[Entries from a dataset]
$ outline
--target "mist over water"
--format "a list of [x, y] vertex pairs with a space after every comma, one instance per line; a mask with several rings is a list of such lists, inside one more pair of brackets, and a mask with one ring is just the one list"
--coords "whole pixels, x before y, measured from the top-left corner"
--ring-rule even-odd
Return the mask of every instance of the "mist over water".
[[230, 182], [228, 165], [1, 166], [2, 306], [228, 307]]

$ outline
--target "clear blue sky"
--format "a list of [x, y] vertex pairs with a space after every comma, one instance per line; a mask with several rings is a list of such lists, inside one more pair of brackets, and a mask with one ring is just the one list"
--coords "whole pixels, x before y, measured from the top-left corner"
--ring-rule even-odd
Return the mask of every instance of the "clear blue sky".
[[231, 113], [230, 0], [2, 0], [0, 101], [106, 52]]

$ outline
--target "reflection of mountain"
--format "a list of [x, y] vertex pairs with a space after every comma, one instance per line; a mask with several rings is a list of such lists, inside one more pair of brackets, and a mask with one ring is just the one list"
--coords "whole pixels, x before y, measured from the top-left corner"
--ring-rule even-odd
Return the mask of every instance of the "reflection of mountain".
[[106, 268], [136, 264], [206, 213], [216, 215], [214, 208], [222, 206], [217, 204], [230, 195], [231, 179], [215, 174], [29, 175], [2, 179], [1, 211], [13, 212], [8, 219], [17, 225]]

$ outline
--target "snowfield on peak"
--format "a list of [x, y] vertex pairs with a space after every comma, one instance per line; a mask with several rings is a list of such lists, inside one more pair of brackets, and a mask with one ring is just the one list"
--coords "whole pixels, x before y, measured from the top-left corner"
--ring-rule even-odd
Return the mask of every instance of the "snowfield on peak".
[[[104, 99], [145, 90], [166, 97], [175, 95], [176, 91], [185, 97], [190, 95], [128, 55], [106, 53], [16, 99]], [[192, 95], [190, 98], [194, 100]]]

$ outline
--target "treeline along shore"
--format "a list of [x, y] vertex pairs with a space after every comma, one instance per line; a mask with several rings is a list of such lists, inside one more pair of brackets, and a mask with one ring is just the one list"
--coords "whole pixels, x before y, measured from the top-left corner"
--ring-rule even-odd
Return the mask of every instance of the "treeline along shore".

The exercise:
Edit the data above so that every occurrence of "top-left" becomes "upper-left", and reproduce all lines with nothing else changed.

Exercise result:
$ outline
--target "mist over water"
--format "a list of [x, y] vertex pairs with a space after every comma, one instance per line; a mask with several rings is a list of such lists, inside one more pair of brackets, and a mask with one ring is just the one list"
--coords "whole pixels, x before y, measured from the upper-left corner"
--ring-rule even-odd
Return the mask of every instance of the "mist over water".
[[230, 182], [228, 165], [1, 166], [2, 306], [228, 307]]

$ outline
--target "clear blue sky"
--format "a list of [x, y] vertex pairs with a space after every comma, one instance per line; a mask with several rings is a list of such lists, inside one more pair of brackets, and a mask with one ring is just the one list"
--coords "whole pixels, x before y, measured from the upper-left corner"
--ring-rule even-odd
Return the mask of every instance of the "clear blue sky".
[[231, 113], [230, 0], [2, 0], [0, 101], [106, 52]]

$ outline
--target "reflection of mountain"
--format "a list of [x, y] vertex pairs with a space after every comma, one instance per line; a mask with several rings is a list of such lists, inside one more pair of brackets, and a mask with one ring is just the one list"
--coords "whole pixels, x before y, measured from the upper-left corner"
--ring-rule even-odd
Return the mask of every instance of the "reflection of mountain".
[[106, 268], [136, 264], [206, 213], [216, 215], [214, 208], [222, 206], [217, 204], [230, 195], [231, 179], [215, 174], [29, 175], [2, 179], [1, 211], [13, 212], [8, 219], [17, 225]]

$ outline
--target "snowfield on peak"
--format "a list of [x, y] vertex pairs with a space after every comma, one instance per line; a mask with several rings is a list of such lists, inside one more pair of brackets, and a mask with one ring is just the one list"
--coords "whole pixels, x before y, measured from the upper-left corner"
--ring-rule even-odd
Return the mask of every instance of the "snowfield on peak".
[[[104, 99], [145, 90], [166, 97], [175, 95], [176, 91], [185, 97], [190, 95], [128, 55], [106, 53], [16, 99]], [[192, 95], [190, 98], [194, 100]]]

$ outline
--target "treeline along shore"
--format "a list of [x, y] vertex pairs with a space after every comma, one instance per line; a mask with several rings is a list of such lists, inside one more pair of brackets, and a mask with one ring is just the one list"
--coords "whole pixels, x before y, measured from the upper-left corner"
--ring-rule even-odd
Return the mask of every instance of the "treeline along shore".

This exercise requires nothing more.